# Work order
Set down each line of the records once more, precisely, and omit the pictures.

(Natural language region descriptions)
= = = = =

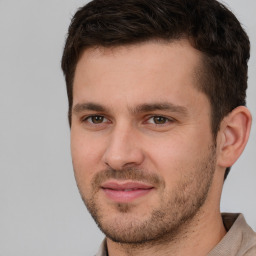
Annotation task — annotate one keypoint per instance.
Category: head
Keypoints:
(209, 26)
(103, 29)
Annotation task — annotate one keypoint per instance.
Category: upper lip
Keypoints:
(117, 185)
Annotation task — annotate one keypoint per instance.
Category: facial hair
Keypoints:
(176, 207)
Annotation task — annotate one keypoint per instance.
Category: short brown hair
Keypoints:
(209, 25)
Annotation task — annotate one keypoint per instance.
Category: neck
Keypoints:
(197, 237)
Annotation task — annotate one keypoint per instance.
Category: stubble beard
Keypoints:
(164, 223)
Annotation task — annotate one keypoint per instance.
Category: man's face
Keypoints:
(141, 141)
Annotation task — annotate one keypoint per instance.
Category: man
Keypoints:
(157, 112)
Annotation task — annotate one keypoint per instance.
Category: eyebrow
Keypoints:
(147, 107)
(165, 106)
(80, 107)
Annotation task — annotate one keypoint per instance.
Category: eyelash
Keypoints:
(165, 120)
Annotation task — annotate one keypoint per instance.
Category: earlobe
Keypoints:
(234, 134)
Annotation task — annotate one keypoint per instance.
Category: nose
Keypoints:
(123, 149)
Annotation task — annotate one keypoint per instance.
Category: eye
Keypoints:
(158, 120)
(96, 119)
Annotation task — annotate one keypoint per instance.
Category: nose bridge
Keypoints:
(123, 147)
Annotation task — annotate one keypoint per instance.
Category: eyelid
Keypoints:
(168, 119)
(87, 117)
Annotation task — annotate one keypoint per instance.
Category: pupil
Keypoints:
(159, 120)
(97, 119)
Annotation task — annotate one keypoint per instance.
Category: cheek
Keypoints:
(176, 156)
(86, 155)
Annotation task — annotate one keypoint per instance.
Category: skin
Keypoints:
(169, 148)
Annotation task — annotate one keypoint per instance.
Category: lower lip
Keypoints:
(122, 196)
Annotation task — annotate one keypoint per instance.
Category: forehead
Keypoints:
(137, 73)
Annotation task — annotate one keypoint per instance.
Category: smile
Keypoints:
(125, 192)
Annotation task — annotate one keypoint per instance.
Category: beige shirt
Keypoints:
(240, 239)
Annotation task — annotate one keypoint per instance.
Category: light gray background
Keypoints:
(41, 212)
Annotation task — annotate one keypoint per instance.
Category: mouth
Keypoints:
(124, 192)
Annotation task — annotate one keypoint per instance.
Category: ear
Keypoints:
(233, 136)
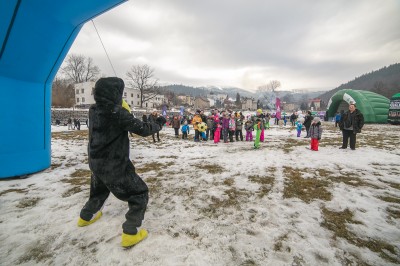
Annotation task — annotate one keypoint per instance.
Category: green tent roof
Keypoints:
(373, 106)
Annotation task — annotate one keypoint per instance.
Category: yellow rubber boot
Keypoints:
(131, 240)
(82, 222)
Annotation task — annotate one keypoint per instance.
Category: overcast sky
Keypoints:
(247, 43)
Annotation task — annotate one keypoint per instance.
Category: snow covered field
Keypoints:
(217, 204)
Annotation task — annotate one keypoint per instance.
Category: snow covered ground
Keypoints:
(217, 204)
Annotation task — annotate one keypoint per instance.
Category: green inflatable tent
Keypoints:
(373, 106)
(394, 110)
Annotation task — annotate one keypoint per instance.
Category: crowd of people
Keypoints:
(228, 126)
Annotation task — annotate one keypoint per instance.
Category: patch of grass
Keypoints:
(71, 135)
(39, 252)
(157, 167)
(229, 182)
(79, 178)
(77, 181)
(28, 203)
(290, 144)
(235, 198)
(336, 222)
(169, 157)
(191, 233)
(265, 182)
(351, 179)
(389, 199)
(392, 184)
(248, 262)
(55, 165)
(279, 242)
(81, 173)
(71, 191)
(394, 213)
(154, 185)
(305, 189)
(210, 168)
(16, 190)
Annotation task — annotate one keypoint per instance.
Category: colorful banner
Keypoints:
(278, 108)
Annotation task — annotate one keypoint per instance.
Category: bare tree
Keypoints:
(268, 92)
(63, 93)
(79, 68)
(141, 77)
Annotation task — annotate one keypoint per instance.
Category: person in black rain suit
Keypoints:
(108, 151)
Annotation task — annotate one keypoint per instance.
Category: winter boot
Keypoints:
(82, 222)
(131, 240)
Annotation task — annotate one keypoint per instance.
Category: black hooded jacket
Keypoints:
(109, 126)
(356, 119)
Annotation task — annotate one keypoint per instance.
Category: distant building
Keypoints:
(249, 104)
(186, 99)
(201, 103)
(84, 96)
(290, 107)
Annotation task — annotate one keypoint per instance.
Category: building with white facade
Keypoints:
(84, 93)
(84, 96)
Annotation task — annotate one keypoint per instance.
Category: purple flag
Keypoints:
(278, 108)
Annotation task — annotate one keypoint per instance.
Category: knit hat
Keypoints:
(316, 119)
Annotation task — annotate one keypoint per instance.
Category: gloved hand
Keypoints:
(161, 120)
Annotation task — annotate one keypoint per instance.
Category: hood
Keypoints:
(109, 91)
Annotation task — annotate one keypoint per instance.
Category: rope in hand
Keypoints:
(109, 60)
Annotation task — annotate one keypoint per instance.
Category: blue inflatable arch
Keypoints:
(35, 37)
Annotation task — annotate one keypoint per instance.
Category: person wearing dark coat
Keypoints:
(351, 123)
(108, 151)
(307, 123)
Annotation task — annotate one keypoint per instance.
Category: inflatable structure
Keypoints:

= = = = =

# Final answer
Annotation task — annotate one keypoint per instance.
Category: head
Keypoints:
(209, 26)
(103, 29)
Annotation task — annotate one keypoint per instance.
Category: upper lip
Keypoints:
(117, 185)
Annotation task — annotate one keypoint per instance.
Category: facial hair
Keypoints:
(176, 207)
Annotation task — annotate one keypoint per instance.
Category: short brown hair
Keypoints:
(209, 25)
Annotation task — annotate one keypoint per instance.
Category: neck
Keypoints:
(197, 237)
Annotation task — annotate one keypoint per instance.
Category: stubble beard
Keypoints:
(164, 223)
Annotation task — annotate one keypoint per instance.
Category: man's face
Keypoints:
(141, 141)
Annotation task — annotate one keypoint per instance.
Category: man
Keypoints:
(157, 112)
Annotation task — annotate one keypoint per instance.
Category: eyebrow
Keypoints:
(147, 107)
(165, 106)
(80, 107)
Annotation task — annotate one keypoint per instance.
Category: eyelash
Keypoints:
(165, 120)
Annotation task — annotate one keypoint per instance.
Category: earlobe
Keypoints:
(234, 134)
Annotation task — annotate one keypoint per instance.
Category: nose
Keypoints:
(123, 149)
Annotation task — annotate one keypoint per instance.
Category: eye
Keypoints:
(158, 120)
(96, 119)
Annotation task — annotate one keypoint per instance.
Category: nose bridge
Keypoints:
(123, 147)
Annotation task — annotate one keypoint per instance.
Category: eyelid
Keypoints:
(168, 119)
(87, 117)
Annotation task — annotate one keypoint per instance.
Category: pupil
Keypoints:
(159, 120)
(97, 119)
Annotation task — annotate one keypoint per instance.
Category: cheek
Keypoints:
(176, 156)
(86, 155)
Annotation task — annotate one keypoint per instance.
Category: skin
Keypoints:
(169, 148)
Annotation task — annotate one keypoint per instance.
Category: lower lip
Keypoints:
(122, 196)
Annotation task — annotate one keypoint per instance.
Category: forehead
Keypoints:
(137, 73)
Annotation task — annotate one keypoint per instance.
Category: smile
Keypoints:
(125, 192)
Annotation task — annotate one keypoint per instance.
Category: beige shirt
Keypoints:
(240, 239)
Annotation task — annotate one keypoint per instance.
Category: light gray background
Keypoints:
(41, 212)
Annotation task — annotate one keypoint per instance.
Category: mouth
Keypoints:
(124, 192)
Annotation task — annotate one keypoint per instance.
Category: ear
Keypoints:
(233, 136)
Annotation task — annotate one keypoint per instance.
Category: green tent roof
Keypoints:
(373, 106)
Annotation task — annotate one keypoint per instance.
Category: yellow rubber boot
Keypoints:
(131, 240)
(82, 222)
Annotation task — annotate one keypoint per instance.
Category: overcast sky
Keypoints:
(247, 43)
Annotation task — annotate one keypoint per instance.
Category: snow covered field
Keypoints:
(217, 204)
Annotation task — annotate one keypoint per instance.
Category: snow covered ground
Keypoints:
(217, 204)
Annotation task — annotate one keypoint per instance.
Category: green inflatable tent
Keypoints:
(373, 106)
(394, 110)
Annotation task — annotate one keypoint per instance.
Category: crowd of people
Keypoints:
(228, 126)
Annotation task — annotate one keypoint per instance.
Category: patch of grass
Keypoints:
(71, 135)
(39, 252)
(157, 167)
(229, 182)
(79, 178)
(77, 181)
(28, 203)
(290, 144)
(235, 198)
(336, 222)
(169, 157)
(191, 233)
(265, 182)
(351, 179)
(389, 199)
(392, 184)
(248, 262)
(55, 165)
(279, 242)
(81, 173)
(71, 191)
(394, 213)
(154, 185)
(305, 189)
(210, 168)
(16, 190)
Annotation task — annotate one keypoint per instance.
Category: colorful banner
Keypoints:
(278, 108)
Annotation task — annotate one keypoint per instance.
Category: bare tree
Keypoints:
(268, 92)
(63, 93)
(79, 68)
(141, 77)
Annotation task — annotate one keypoint per instance.
Category: person in black rain suit
Keypoints:
(108, 151)
Annotation task — annotate one keypoint per instance.
Category: winter boot
Keypoints:
(82, 222)
(131, 240)
Annotation task — annotate one keypoint per instance.
Category: black hooded jacket
Keypoints:
(109, 126)
(356, 119)
Annotation task — annotate one keypoint per instance.
Category: distant building
Keypoints:
(249, 104)
(186, 99)
(201, 103)
(84, 96)
(290, 107)
Annotation task — annotate one keypoint per instance.
Category: building with white facade
Keypoints:
(84, 93)
(84, 96)
Annotation task — annotate one keypoint per instance.
Category: purple flag
Keypoints:
(278, 108)
Annotation task — annotate one keypoint per instance.
Category: knit hat
Keypoints:
(316, 119)
Annotation task — annotate one keypoint per instance.
Category: gloved hand
Keypoints:
(161, 120)
Annotation task — annotate one keypoint per instance.
Category: hood
Keypoints:
(109, 91)
Annotation task — annotate one keypoint per instance.
Category: rope in hand
Keypoints:
(109, 60)
Annotation task — annotate one keypoint per instance.
Category: blue inflatable arch
Keypoints:
(35, 37)
Annotation task — annotate one keypoint per instance.
Category: person wearing dark coat
Keypoints:
(351, 123)
(108, 151)
(307, 123)
Annotation task — annotate one keypoint per instance.
Category: inflatable structure
Keypoints:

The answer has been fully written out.